--- Testo di partenza ---
- - -

Nel quarantennale del referendum abrogativo del 1974, i dati più recenti indicano una lieve inversione di tendenza. E forse non si tratta (solo) di matrimoni meglio riusciti, ma della necessità economica di rimanere “separati in casa”. Sono trascorsi appena 43 anni, poco più della metà della vita media di un italiano. Per gli storici è un battito di ciglia, eppure è difficile persino ricordare cosa voleva dire per uomini e donne pronunciare quel sì “finché morte non vi separi” prima del 1° dicembre 1970, quando il divorzio entrò nel nostro ordinamento giuridico. Fu un fatto rivoluzionario, che ha cambiato per sempre i costumi matrimoniali e familiari in Italia. Ma anche un fatto tutt’altro che pacifico, all’epoca.
Tra pochi giorni, il 12 e 13 maggio, ricorre l’anniversario del referendum abrogativo del 1974, voluto dalla Chiesa e dalla Democrazia Cristiana, per cui si recò alle urne quasi il 90% dell’elettorato. Vinse il No, sostenuto dai partiti di sinistra e laici e dal movimento femminista, e la norma fu salva. Quella norma che ancora oggi permette a mogli e mariti di cambiare idea sul loro progetto di vita insieme.

- - -

--- Cosa farai ---
1. Nel testo sul divorzio, in che data il divorzio è entrato nell'ordinamento giuridico italiano?
2. Ripeti dal testo sul divorzio il passo che comincia con "Tra pochi giorni, il" e finisce con "di vita insieme.".
3. Per ciascuna affermazione, indica se è in accordo con il testo sul divorzio. Rispondi sì o no e cita le parole del testo che lo stabiliscono.
(a) Al referendum del 1974 andò a votare quasi il 90% dell'elettorato.
(b) Il referendum del 1974 fu voluto dai partiti di sinistra.
(c) Il movimento femminista sostenne il No.

- - -

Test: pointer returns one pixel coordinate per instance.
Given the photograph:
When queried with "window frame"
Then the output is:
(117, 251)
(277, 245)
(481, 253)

- - -

--- Le risposte ---
1. Il 1° dicembre 1970.

2.
Tra pochi giorni, il 12 e 13 maggio, ricorre l’anniversario del referendum abrogativo del 1974, voluto dalla Chiesa e dalla Democrazia Cristiana, per cui si recò alle urne quasi il 90% dell’elettorato. Vinse il No, sostenuto dai partiti di sinistra e laici e dal movimento femminista, e la norma fu salva. Quella norma che ancora oggi permette a mogli e mariti di cambiare idea sul loro progetto di vita insieme.

3.
(a) Sì: "per cui si recò alle urne quasi il 90% dell’elettorato".
(b) No: "voluto dalla Chiesa e dalla Democrazia Cristiana".
(c) Sì: "Vinse il No, sostenuto dai partiti di sinistra e laici e dal movimento femminista".